--- INFORMATION GIVEN ---
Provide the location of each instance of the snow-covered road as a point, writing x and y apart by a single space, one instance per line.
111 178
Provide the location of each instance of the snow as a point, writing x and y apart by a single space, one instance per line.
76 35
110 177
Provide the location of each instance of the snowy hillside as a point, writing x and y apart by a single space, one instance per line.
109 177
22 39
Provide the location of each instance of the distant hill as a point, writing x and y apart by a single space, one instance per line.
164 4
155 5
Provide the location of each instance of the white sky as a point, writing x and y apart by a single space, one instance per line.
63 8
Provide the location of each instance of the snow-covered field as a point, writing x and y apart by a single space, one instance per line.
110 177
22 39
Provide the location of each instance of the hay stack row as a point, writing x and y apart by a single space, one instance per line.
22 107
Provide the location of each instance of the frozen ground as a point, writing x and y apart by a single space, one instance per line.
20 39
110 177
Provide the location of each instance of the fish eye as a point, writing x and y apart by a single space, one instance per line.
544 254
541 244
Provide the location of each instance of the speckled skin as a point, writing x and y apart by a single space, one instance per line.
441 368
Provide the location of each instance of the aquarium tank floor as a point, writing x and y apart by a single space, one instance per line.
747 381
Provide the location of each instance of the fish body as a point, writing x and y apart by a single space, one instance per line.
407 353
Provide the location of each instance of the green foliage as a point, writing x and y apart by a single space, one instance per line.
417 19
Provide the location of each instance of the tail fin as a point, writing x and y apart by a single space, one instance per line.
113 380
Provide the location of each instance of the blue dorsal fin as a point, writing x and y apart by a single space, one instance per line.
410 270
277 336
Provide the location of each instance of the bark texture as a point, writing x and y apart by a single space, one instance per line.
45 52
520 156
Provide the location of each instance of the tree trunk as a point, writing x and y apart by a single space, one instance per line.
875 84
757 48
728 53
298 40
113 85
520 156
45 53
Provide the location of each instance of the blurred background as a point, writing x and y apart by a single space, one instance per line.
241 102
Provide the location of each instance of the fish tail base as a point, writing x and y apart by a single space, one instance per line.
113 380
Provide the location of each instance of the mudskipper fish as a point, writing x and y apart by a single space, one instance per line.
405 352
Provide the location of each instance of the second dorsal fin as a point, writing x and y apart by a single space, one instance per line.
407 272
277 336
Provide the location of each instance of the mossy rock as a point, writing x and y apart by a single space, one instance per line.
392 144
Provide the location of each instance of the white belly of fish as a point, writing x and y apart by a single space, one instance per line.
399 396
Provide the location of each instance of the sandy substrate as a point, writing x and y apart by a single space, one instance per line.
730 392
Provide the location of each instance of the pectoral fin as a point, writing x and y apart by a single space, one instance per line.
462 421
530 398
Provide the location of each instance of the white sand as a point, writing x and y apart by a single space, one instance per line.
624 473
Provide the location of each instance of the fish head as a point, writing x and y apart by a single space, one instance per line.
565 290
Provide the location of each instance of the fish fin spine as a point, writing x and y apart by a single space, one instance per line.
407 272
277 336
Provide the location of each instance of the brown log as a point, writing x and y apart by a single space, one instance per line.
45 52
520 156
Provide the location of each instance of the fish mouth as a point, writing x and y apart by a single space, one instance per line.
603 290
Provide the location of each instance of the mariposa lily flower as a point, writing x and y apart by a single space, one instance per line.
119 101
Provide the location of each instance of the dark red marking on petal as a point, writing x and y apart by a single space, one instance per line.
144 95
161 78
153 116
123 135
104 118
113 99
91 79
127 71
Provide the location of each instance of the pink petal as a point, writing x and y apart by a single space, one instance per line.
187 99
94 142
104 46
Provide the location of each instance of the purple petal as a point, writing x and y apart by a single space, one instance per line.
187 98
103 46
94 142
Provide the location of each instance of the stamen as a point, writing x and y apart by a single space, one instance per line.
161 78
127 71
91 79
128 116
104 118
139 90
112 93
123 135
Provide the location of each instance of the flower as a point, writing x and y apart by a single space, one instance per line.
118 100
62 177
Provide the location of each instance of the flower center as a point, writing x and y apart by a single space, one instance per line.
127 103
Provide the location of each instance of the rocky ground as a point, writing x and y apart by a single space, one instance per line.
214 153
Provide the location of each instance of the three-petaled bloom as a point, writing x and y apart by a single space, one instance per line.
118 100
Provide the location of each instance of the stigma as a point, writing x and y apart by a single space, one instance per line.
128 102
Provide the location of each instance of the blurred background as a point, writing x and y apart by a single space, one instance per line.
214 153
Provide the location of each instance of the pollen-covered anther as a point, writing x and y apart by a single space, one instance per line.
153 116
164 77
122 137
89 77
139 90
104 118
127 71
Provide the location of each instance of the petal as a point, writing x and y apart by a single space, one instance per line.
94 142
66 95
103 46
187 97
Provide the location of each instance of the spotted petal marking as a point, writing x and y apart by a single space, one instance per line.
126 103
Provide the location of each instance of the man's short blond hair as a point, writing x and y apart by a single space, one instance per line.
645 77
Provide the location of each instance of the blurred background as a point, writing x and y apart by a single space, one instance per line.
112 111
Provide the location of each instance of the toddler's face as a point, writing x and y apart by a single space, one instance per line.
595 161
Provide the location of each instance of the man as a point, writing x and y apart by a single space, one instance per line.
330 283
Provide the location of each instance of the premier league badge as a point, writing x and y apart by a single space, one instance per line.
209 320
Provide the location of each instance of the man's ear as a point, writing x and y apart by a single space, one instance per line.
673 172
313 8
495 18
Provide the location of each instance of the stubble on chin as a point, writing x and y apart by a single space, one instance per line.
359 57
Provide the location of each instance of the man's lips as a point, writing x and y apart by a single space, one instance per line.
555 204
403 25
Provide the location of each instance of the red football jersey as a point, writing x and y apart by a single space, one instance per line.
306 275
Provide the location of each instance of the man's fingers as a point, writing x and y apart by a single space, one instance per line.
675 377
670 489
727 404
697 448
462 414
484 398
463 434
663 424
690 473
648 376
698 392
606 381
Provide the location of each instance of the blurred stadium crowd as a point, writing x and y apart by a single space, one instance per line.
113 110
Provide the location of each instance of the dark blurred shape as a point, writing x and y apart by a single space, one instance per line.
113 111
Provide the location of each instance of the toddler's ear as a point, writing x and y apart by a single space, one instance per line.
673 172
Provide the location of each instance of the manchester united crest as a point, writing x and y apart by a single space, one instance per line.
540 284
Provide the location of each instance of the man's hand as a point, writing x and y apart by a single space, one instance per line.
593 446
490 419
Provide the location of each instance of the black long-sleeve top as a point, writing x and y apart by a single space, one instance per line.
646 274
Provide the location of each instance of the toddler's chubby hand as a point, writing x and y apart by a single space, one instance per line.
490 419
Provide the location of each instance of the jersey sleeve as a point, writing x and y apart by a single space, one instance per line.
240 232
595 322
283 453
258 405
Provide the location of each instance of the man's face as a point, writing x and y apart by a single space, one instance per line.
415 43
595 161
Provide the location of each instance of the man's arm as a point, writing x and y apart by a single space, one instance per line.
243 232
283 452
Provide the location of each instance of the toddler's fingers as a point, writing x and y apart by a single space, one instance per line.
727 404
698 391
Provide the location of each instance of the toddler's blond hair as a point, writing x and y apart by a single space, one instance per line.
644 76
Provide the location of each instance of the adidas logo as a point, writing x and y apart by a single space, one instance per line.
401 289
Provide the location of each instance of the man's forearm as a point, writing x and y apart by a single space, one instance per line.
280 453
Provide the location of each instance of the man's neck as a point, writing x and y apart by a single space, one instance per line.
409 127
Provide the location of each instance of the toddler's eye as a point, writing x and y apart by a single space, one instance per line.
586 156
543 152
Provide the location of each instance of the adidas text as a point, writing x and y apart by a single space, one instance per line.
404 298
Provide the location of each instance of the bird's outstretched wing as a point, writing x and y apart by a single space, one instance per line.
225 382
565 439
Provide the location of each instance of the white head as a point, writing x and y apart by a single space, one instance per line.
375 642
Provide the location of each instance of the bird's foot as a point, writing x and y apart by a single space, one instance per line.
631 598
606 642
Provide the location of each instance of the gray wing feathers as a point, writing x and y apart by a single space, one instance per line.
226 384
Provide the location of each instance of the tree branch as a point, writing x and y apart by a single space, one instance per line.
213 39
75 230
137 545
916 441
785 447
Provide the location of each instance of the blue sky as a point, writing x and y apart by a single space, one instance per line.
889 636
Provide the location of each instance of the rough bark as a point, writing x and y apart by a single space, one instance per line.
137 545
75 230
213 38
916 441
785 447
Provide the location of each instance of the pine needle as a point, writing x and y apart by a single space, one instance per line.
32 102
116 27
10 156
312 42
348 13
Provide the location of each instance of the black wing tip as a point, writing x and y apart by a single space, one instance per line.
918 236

--- TASK TO COMPLETE ---
In the records, take the part that opens with the line containing "Provide the location of each instance of the black wing" and runs through the end of the records. Write it out again with "black wing tip" changed to "dark wing tip" and everything else left as it is.

--- SOLUTION TO THIS PROBLEM ---
Provide the location of each instance of the dark wing tip as a point, writing x and y apart by a single space, one instance per line.
918 236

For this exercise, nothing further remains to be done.